━━━━━ DATASET CONTENT ━━━━━

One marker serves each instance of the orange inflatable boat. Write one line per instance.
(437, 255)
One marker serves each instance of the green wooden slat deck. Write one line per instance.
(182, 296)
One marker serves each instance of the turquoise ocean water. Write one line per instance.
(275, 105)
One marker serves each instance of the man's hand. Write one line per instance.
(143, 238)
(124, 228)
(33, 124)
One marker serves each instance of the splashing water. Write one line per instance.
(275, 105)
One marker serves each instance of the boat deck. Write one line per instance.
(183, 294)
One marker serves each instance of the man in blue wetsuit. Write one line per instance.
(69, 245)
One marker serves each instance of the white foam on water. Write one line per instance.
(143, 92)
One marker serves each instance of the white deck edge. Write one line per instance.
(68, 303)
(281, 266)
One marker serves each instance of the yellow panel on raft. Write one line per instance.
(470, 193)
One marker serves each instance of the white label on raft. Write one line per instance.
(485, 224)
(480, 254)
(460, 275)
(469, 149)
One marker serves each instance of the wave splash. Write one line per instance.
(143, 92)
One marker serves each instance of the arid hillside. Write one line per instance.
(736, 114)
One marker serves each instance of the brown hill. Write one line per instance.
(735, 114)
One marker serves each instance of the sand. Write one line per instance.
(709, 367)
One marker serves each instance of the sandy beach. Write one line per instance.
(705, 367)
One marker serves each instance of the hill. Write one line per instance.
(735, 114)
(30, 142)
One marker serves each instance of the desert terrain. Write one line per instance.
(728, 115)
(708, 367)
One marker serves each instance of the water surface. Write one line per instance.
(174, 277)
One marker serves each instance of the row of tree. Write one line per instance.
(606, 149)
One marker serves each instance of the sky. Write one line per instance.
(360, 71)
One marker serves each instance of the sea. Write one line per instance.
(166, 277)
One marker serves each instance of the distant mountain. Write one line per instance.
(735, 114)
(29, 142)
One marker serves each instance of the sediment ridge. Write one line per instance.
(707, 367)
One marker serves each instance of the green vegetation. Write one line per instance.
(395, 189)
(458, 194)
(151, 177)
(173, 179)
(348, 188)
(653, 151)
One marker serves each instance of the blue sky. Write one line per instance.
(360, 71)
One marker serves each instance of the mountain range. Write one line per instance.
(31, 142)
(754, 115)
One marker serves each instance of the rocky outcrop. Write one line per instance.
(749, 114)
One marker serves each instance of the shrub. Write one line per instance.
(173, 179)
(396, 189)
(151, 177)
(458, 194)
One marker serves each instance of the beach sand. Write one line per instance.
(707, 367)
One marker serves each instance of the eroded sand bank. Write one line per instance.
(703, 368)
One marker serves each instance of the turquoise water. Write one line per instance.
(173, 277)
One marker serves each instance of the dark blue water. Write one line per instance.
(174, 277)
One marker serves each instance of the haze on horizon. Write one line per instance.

━━━━━

■ YOUR INSTRUCTIONS ■
Convert all the entries above into a Markdown table with two columns, No. and Text. Put each line in its own row, numbered in order, and leave out blank lines.

■ IN RESPONSE ■
| No. | Text |
|---|---|
| 1 | One marker serves each instance of the orange inflatable boat. Write one line per instance. |
| 2 | (437, 255) |
| 3 | One marker serves each instance of the green wooden slat deck. Write one line per instance. |
| 4 | (182, 296) |
| 5 | One marker serves each instance of the turquoise ocean water. Write one line per instance. |
| 6 | (275, 105) |
| 7 | One marker serves each instance of the man's hand. Write one line per instance. |
| 8 | (143, 238) |
| 9 | (124, 228) |
| 10 | (33, 124) |
| 11 | One marker serves each instance of the splashing water. Write one line per instance. |
| 12 | (275, 105) |
| 13 | One marker serves each instance of the boat deck. Write one line per instance. |
| 14 | (183, 294) |
| 15 | One marker serves each instance of the man in blue wetsuit. Write one line per instance. |
| 16 | (69, 245) |
| 17 | One marker serves each instance of the white foam on water. Write one line per instance. |
| 18 | (143, 92) |
| 19 | One marker serves each instance of the white deck edge. Write one line per instance. |
| 20 | (68, 303) |
| 21 | (281, 266) |
| 22 | One marker serves each instance of the yellow panel on raft. Write one line per instance. |
| 23 | (470, 193) |
| 24 | One marker serves each instance of the white label on raft. Write one line per instance. |
| 25 | (485, 224) |
| 26 | (480, 254) |
| 27 | (460, 275) |
| 28 | (469, 149) |
| 29 | One marker serves each instance of the wave splash. Write one line per instance. |
| 30 | (143, 92) |
| 31 | One marker serves each instance of the arid hillside. Write one line per instance. |
| 32 | (736, 114) |
| 33 | One marker serves each instance of the brown hill. Write one line per instance. |
| 34 | (735, 114) |
| 35 | One marker serves each instance of the sand. Write one line per instance. |
| 36 | (709, 367) |
| 37 | One marker serves each instance of the sandy beach. Write one line per instance. |
| 38 | (705, 367) |
| 39 | One marker serves each instance of the hill. Write one line per instance. |
| 40 | (735, 114) |
| 41 | (30, 142) |
| 42 | One marker serves each instance of the desert terrain. Write one line per instance. |
| 43 | (728, 115) |
| 44 | (708, 367) |
| 45 | One marker serves each instance of the water surface. Write one line per instance. |
| 46 | (174, 277) |
| 47 | One marker serves each instance of the row of tree. Write one line per instance. |
| 48 | (606, 149) |
| 49 | One marker serves each instance of the sky. Write one line per instance. |
| 50 | (360, 71) |
| 51 | One marker serves each instance of the sea. Write one line per instance. |
| 52 | (166, 277) |
| 53 | One marker serves each instance of the distant mountain. Write one line per instance. |
| 54 | (735, 114) |
| 55 | (29, 142) |
| 56 | One marker serves each instance of the sediment ridge. Write one line per instance. |
| 57 | (707, 367) |
| 58 | One marker serves each instance of the green vegetation. Write one line per instance. |
| 59 | (395, 189) |
| 60 | (458, 194) |
| 61 | (151, 177) |
| 62 | (173, 179) |
| 63 | (348, 188) |
| 64 | (653, 151) |
| 65 | One marker serves each instance of the blue sky. Write one line per instance. |
| 66 | (360, 71) |
| 67 | One marker serves each instance of the mountain range. Write one line per instance. |
| 68 | (31, 142) |
| 69 | (754, 115) |
| 70 | One marker serves each instance of the rocky outcrop. Write one line per instance. |
| 71 | (749, 114) |
| 72 | One marker serves each instance of the shrub. Write one line per instance. |
| 73 | (173, 179) |
| 74 | (396, 189) |
| 75 | (151, 177) |
| 76 | (458, 194) |
| 77 | One marker serves each instance of the beach sand. Write one line per instance. |
| 78 | (707, 367) |
| 79 | One marker serves each instance of the eroded sand bank. Write one line per instance. |
| 80 | (703, 368) |
| 81 | One marker serves each instance of the turquoise water. Write one line per instance. |
| 82 | (173, 277) |
| 83 | One marker serves each instance of the dark blue water. Write one line per instance. |
| 84 | (174, 277) |
| 85 | One marker serves each instance of the haze on horizon. Write one line per instance. |